Exercise task:
Convert every entry below into a two-column CSV with the header row instruction,points, giving one row per entry. Put the entry's text in the first field and its answer in the second, enclose each field in double quotes, and replace any line breaks with spaces.

====== Supplied data ======

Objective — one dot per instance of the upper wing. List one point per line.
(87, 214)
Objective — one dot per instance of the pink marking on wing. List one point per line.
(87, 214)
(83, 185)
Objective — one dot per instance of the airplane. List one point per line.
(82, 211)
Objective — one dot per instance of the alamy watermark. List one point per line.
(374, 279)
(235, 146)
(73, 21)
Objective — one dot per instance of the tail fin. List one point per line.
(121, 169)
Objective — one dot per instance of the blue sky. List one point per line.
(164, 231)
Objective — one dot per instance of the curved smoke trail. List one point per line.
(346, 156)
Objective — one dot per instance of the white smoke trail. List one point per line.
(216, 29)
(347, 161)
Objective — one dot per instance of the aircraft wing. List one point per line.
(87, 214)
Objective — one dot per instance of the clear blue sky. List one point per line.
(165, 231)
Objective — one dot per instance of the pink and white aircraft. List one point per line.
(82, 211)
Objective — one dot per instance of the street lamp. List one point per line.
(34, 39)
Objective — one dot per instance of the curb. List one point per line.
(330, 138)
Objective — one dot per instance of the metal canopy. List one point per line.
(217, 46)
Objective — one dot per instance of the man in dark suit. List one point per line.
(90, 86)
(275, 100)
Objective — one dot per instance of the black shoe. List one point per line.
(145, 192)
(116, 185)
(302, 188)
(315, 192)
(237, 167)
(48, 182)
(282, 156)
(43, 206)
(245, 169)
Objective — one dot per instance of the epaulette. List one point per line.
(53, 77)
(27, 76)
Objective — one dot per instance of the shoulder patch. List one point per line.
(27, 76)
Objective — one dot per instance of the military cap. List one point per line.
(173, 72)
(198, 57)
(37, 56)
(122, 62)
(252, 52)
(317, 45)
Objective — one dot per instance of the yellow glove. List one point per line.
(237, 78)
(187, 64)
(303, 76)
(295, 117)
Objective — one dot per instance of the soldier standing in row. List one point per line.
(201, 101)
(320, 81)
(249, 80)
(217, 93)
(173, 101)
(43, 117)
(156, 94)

======

Exercise solution:
instruction,points
"Objective — one dot per instance of the upper wing. List one point per line.","(87, 214)"
"Objective — one dot per instance of the pink marking on wing. List one point per line.","(87, 214) (83, 185)"
"Objective — one dot per instance of the airplane. List one point per line.","(82, 211)"
"Objective — one dot per instance of the alamy watermark. List one point per line.","(374, 279) (235, 146) (73, 21)"
"Objective — one dot per instance of the tail fin. List one point per line.","(121, 169)"
"Objective — one dot per instance of the blue sky. List one point per line.","(164, 231)"
"Objective — one dot per instance of the curved smoke trail. List one point per line.","(346, 156)"
"Objective — one dot per instance of the white smoke trail. List one point per line.","(216, 29) (347, 161)"
"Objective — one dot per instance of the aircraft wing. List one point per line.","(87, 214)"
"Objective — one dot per instance of the clear blue sky. List one point per line.","(165, 231)"
"Objective — one dot per instance of the pink and white aircraft. List one point per line.","(82, 211)"
"Objective — one dot per instance of the street lamp. List one point per line.","(34, 39)"
"Objective — one dot per instance of the curb. List one point per line.","(330, 138)"
"Objective — one dot per instance of the metal canopy. List one point per line.","(217, 46)"
"Objective — one dot per instance of the man in dark suit. List one point per line.","(90, 86) (275, 100)"
"Objective — one dot per instance of the black shoe. List one point per line.","(145, 192) (116, 185) (302, 188) (315, 192) (237, 167) (48, 182) (282, 156) (43, 206) (245, 169)"
"Objective — one dot per instance of the epaulette. List one point per line.","(53, 77) (27, 76)"
"Objective — one dot per instance of the shoulder patch. List one point per line.","(27, 76)"
"Objective — one dot per instance of the military cap. List one point per line.","(173, 72) (198, 57) (37, 56) (122, 62) (252, 52) (317, 45)"
"Objective — one dot per instance of the yellow glove. List one point per line.","(237, 78) (187, 64) (303, 76) (295, 117)"
"Objective — one dot per instance of the soldier standing in row. List one point per line.","(201, 101) (320, 81) (249, 80) (217, 93) (173, 101) (43, 117) (156, 94)"